Your goal –
What do the lines from the top of the data through the line with "segment: black dress shoe" say? Quote them exactly and include both ends.

Dataset –
####
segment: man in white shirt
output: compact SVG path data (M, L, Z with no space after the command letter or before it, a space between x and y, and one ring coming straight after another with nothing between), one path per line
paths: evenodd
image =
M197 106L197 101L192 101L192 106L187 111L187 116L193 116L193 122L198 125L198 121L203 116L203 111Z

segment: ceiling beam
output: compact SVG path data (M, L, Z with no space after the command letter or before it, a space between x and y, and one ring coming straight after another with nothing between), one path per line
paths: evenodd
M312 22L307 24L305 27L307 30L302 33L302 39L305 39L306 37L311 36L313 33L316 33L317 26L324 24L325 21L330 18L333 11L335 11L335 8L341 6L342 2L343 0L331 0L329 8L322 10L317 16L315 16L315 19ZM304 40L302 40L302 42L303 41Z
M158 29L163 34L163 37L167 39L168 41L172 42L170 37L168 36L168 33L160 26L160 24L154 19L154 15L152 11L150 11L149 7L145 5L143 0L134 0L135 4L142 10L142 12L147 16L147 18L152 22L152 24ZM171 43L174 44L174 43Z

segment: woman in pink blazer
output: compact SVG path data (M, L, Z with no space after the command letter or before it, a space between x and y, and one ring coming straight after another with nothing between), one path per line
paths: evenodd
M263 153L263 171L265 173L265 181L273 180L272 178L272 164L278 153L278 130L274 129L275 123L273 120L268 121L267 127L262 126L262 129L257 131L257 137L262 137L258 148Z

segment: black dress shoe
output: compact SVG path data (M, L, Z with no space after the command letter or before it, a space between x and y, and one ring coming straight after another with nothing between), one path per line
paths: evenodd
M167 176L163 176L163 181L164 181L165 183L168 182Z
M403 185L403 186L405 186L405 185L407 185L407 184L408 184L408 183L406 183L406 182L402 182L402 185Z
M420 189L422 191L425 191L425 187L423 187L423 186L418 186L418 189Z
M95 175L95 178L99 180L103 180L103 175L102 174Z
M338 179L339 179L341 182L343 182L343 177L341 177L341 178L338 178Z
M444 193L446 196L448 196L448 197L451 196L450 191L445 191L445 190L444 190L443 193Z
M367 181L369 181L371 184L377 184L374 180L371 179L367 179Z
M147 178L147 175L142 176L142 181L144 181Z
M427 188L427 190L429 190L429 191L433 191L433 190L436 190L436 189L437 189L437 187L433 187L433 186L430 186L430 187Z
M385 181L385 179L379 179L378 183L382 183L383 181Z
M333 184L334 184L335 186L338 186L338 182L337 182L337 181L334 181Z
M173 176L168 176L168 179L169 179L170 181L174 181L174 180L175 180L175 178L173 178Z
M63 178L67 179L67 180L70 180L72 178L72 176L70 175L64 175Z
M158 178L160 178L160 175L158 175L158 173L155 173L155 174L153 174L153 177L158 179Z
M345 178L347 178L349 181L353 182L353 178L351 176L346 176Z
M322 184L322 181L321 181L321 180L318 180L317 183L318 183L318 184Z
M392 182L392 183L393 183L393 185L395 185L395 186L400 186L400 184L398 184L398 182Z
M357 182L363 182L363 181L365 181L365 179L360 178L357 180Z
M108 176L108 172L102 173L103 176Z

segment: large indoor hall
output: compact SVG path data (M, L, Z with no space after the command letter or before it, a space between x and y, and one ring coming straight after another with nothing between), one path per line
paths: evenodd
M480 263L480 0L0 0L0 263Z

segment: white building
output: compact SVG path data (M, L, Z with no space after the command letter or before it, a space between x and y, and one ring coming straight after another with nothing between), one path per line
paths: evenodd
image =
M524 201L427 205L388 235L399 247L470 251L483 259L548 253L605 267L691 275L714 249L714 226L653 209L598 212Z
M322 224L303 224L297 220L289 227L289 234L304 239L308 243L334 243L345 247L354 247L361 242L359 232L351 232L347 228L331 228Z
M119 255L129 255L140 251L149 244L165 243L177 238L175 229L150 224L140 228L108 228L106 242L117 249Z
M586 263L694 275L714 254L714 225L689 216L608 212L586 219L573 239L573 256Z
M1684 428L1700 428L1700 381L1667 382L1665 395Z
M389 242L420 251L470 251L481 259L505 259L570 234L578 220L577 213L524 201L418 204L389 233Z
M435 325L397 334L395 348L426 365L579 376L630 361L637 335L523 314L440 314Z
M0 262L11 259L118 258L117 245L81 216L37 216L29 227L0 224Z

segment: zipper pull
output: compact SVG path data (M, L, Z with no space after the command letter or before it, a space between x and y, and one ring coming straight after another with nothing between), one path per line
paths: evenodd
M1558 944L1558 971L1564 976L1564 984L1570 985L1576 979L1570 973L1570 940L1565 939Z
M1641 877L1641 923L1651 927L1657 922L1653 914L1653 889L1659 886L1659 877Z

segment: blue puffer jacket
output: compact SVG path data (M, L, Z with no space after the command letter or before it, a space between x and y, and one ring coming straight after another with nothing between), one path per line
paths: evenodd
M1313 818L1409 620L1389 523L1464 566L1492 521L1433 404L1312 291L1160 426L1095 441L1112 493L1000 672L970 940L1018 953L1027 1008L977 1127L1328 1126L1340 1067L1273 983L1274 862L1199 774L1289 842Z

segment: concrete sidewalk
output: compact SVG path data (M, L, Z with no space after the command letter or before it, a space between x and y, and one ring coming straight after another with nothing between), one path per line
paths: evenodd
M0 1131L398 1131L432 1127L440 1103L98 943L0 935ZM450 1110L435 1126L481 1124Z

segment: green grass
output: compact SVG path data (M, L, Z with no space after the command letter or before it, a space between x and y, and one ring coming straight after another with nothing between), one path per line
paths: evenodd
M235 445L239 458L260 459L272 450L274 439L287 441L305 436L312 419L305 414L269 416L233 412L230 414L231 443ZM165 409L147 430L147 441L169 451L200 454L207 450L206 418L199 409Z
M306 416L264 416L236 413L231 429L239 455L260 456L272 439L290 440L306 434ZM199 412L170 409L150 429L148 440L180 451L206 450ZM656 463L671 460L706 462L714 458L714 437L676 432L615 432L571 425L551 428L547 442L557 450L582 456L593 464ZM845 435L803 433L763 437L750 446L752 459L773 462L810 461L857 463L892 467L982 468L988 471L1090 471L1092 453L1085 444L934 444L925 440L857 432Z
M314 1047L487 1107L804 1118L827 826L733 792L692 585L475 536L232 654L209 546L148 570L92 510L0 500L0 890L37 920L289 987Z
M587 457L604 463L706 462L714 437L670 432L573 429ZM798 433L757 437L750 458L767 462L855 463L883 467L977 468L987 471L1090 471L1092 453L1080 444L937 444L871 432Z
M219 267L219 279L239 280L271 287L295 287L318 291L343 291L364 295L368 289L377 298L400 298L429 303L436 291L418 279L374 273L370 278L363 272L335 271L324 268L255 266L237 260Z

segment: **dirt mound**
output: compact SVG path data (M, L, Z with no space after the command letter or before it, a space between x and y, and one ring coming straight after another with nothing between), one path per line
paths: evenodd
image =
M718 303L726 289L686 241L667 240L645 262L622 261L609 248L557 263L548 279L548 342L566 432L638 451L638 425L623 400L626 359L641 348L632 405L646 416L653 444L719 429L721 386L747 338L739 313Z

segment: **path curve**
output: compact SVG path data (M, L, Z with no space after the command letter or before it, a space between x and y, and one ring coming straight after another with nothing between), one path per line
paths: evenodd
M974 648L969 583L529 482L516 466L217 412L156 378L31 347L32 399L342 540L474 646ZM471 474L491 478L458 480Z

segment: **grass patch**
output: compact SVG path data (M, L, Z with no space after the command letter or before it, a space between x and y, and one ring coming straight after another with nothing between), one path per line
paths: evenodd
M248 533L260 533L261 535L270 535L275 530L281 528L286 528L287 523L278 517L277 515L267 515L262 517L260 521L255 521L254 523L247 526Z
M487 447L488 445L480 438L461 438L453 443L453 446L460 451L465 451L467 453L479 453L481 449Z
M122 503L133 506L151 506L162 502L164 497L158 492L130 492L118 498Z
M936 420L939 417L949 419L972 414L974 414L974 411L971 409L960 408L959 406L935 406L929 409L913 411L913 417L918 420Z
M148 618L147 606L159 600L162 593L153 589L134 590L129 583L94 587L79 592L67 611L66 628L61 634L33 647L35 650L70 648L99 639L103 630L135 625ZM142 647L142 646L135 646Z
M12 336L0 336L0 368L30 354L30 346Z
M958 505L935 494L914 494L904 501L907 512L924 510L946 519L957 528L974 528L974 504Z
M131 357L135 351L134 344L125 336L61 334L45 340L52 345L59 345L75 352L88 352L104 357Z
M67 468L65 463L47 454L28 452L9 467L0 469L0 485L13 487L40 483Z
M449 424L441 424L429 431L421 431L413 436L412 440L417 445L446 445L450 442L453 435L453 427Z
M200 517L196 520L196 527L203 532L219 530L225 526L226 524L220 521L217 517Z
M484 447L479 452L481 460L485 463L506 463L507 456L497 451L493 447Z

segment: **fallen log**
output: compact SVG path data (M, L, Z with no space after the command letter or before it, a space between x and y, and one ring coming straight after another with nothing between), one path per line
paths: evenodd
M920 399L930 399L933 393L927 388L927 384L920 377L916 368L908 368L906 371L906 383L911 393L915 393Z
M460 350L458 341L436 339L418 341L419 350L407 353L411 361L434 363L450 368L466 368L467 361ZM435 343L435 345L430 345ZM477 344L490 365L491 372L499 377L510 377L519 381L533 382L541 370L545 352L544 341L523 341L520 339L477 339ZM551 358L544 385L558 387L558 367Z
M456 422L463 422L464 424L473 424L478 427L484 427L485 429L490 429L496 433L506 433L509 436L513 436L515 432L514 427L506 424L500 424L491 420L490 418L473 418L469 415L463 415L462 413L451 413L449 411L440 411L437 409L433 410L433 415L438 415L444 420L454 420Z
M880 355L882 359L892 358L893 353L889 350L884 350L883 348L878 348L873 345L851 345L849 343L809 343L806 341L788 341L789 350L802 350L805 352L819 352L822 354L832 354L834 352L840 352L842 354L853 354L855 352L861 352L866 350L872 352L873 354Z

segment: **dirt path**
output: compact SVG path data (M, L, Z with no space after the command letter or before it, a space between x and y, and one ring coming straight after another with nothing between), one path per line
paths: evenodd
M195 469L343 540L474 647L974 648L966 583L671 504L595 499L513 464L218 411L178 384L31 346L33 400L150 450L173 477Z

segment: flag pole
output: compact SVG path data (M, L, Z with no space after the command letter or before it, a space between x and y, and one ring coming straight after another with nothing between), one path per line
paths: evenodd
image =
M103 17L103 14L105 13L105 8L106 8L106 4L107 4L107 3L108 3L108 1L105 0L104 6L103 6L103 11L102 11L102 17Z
####
Task response –
segment: man in white shirt
output: compact SVG path data (M, L, Z with no space after the command letter or before it, a space between x and y, and one ring coming straight after another with nothing between), one path per line
paths: evenodd
image =
M197 106L197 101L192 101L192 106L187 111L187 116L193 116L193 122L198 125L198 121L203 116L203 111Z

segment: ceiling beam
output: compact SVG path data (M, L, Z with no space after the command letter or before it, a space between x and y, and one ring coming straight after another with nothing between), one path per line
paths: evenodd
M312 22L307 24L305 27L307 30L302 33L302 39L305 39L306 37L311 36L313 33L316 33L317 26L324 24L325 21L330 18L333 11L335 11L335 8L341 6L342 2L343 0L331 0L329 8L322 10L317 16L315 16L315 19ZM304 40L302 40L302 42L303 41Z
M158 29L163 34L163 37L167 39L168 41L172 42L170 37L168 36L168 33L160 26L160 24L154 19L154 15L152 11L150 11L149 7L145 5L143 0L134 0L135 4L142 10L142 12L147 16L147 18L152 22L152 24ZM171 43L174 44L174 43Z

segment: woman in pink blazer
output: compact SVG path data (M, L, Z with no space after the command letter or before it, a space between x and y, and one ring coming straight after another with nothing between), one path per line
paths: evenodd
M263 153L263 171L265 173L265 181L273 180L272 178L272 164L278 153L278 130L274 129L275 123L273 120L268 121L267 127L262 126L262 129L257 131L257 137L262 137L258 148Z

segment: black dress shoe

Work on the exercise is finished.